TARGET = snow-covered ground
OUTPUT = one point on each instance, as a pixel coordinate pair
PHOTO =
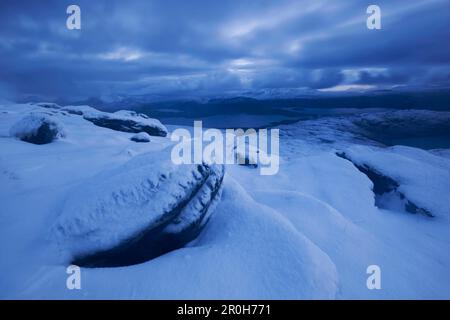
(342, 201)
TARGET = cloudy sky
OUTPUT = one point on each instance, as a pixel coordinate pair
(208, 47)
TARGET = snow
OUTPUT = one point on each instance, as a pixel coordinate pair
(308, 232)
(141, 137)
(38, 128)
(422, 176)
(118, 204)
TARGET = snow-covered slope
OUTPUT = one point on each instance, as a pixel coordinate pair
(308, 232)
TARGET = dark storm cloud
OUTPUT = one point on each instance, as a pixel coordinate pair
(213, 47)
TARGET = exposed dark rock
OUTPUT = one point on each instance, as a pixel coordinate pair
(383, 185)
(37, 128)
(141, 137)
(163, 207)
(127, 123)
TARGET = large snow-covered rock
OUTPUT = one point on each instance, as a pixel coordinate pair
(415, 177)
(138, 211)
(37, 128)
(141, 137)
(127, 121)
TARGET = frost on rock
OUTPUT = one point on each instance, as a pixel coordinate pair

________________

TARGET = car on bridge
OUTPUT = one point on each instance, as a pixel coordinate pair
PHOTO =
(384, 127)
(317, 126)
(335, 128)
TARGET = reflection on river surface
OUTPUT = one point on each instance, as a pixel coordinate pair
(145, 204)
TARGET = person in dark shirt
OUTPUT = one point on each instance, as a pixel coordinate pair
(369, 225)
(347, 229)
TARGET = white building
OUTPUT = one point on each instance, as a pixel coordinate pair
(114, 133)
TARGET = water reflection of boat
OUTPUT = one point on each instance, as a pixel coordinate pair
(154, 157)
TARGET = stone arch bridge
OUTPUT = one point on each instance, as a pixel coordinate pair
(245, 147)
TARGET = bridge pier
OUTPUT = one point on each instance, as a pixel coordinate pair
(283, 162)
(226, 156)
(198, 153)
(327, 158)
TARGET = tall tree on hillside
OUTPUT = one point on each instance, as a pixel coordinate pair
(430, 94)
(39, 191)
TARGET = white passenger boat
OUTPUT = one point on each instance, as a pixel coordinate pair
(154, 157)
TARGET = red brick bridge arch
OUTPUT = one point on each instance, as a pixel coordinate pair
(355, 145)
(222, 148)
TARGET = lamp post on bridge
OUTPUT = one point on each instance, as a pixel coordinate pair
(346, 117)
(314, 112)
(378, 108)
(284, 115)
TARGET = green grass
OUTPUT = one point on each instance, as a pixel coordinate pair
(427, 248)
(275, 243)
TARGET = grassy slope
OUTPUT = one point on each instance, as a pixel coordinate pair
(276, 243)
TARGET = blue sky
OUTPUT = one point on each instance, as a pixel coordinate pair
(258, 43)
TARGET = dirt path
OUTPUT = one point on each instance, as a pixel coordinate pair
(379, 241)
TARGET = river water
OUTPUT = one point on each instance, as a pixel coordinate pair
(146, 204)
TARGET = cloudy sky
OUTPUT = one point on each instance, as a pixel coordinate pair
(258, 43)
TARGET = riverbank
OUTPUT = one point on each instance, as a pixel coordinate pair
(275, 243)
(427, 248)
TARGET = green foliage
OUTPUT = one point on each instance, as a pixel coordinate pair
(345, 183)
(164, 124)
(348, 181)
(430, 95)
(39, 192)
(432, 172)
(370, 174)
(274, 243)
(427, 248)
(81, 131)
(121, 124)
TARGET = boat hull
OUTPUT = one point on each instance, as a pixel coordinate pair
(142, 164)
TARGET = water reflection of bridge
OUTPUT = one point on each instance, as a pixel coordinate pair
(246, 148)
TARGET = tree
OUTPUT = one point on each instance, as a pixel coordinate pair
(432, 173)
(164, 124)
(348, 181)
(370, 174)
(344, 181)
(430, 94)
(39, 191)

________________

• What is being asked
From the records above, copy out each line that contains the string "arch", matching case exactly.

• Output below
TARGET = stone arch bridge
TARGET = red brick bridge arch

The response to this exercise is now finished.